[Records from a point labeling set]

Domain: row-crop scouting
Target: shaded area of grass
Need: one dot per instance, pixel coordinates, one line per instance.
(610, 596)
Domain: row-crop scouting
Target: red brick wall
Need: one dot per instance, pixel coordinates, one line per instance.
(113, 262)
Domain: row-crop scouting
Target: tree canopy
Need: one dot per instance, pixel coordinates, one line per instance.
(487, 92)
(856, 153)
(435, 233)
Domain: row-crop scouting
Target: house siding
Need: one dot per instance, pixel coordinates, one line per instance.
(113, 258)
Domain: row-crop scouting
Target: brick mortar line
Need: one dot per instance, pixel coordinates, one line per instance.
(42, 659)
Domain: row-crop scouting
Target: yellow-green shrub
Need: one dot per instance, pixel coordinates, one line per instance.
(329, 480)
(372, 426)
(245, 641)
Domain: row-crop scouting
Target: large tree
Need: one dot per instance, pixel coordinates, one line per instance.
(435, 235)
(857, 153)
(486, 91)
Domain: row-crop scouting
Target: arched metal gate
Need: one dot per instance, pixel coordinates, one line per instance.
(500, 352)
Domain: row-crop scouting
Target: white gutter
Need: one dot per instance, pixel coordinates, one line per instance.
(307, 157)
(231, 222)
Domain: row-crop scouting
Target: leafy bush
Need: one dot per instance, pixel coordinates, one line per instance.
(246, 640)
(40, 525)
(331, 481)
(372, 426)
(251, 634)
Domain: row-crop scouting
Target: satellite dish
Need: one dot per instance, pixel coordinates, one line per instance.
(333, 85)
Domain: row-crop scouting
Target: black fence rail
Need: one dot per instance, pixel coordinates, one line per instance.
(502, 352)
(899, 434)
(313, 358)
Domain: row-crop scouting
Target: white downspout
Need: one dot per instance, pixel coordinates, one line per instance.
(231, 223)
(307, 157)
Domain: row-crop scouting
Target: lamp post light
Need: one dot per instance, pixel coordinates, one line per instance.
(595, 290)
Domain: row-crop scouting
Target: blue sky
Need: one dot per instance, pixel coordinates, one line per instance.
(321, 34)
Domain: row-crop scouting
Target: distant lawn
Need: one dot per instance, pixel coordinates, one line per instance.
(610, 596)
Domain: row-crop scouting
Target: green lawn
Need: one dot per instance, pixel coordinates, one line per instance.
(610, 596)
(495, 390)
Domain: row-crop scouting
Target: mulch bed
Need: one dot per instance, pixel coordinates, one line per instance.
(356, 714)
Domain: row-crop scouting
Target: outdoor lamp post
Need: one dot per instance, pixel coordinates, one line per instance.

TASK STATEMENT: Exactly reproduce the material above.

WRITTEN SOLUTION:
Domain: row-crop scouting
Target: shaded area of grass
Need: one dot per instance, pixel coordinates, one line per instance.
(610, 596)
Domain: row-crop scouting
Target: red brick wall
Need: one dot per instance, pixel coordinates, one line per instance.
(113, 262)
Domain: row-crop scouting
Target: tree canopy
Need: one dot per instance, pixel coordinates, one line per instance.
(487, 92)
(856, 153)
(435, 233)
Domain: row-crop scouting
Target: house siding
Need: one dot per instance, pixel coordinates, one line per instance.
(113, 258)
Domain: row-crop scouting
Target: brick mortar line
Need: one dot per instance, pixel coordinates, one line per instance.
(42, 659)
Domain: row-crop scouting
Target: yellow-green shrub
Need: one dot per instance, pixel coordinates, one line per instance.
(329, 480)
(372, 426)
(245, 641)
Domain: row-crop scouting
Target: large tree
Need: one dot per instance, pixel coordinates, one line per instance.
(435, 235)
(857, 153)
(486, 91)
Domain: row-crop scouting
Target: arched metal gate
Need: one dot per instance, pixel coordinates, one line per instance.
(500, 352)
Domain: row-crop scouting
Target: white gutter
Need: one dot per instance, pixel coordinates, one line per instance.
(307, 157)
(231, 222)
Domain: row-crop scouting
Target: leafy bush
Need: one dot per instance, pixel coordinates, one line per instance.
(246, 640)
(40, 525)
(331, 481)
(372, 426)
(251, 634)
Domain: row-crop scouting
Target: satellite dish
Need: one dot per instance, pixel coordinates, one line per instance.
(333, 85)
Domain: row-crop scouting
Target: black fence rail
Need: one dot per instance, pixel coordinates, one line per instance.
(502, 352)
(899, 434)
(313, 358)
Domain: row-crop scouting
Target: white downspout
Need: one dot per instance, pixel coordinates, one line per instance.
(231, 223)
(307, 157)
Domain: row-crop scouting
Target: lamp post light
Need: one dot per instance, pixel coordinates, one line per instance.
(595, 290)
Domain: row-crop scouting
Target: blue sky
Need: one dot per instance, pixel coordinates, one line per instance.
(321, 34)
Domain: row-crop scouting
Target: distant lawn
Need: one dot per instance, pixel coordinates, one line per instance.
(610, 596)
Domain: row-crop scouting
Target: green lawn
Need: one dot per instance, pixel coordinates, one line per instance.
(610, 596)
(495, 390)
Domain: row-crop scouting
Target: mulch bed
Need: one dot per instance, pixel coordinates, one line per instance.
(356, 714)
Domain: row-crop scouting
Target: outdoor lamp post
Need: one dot per instance, pixel coordinates, one line per instance.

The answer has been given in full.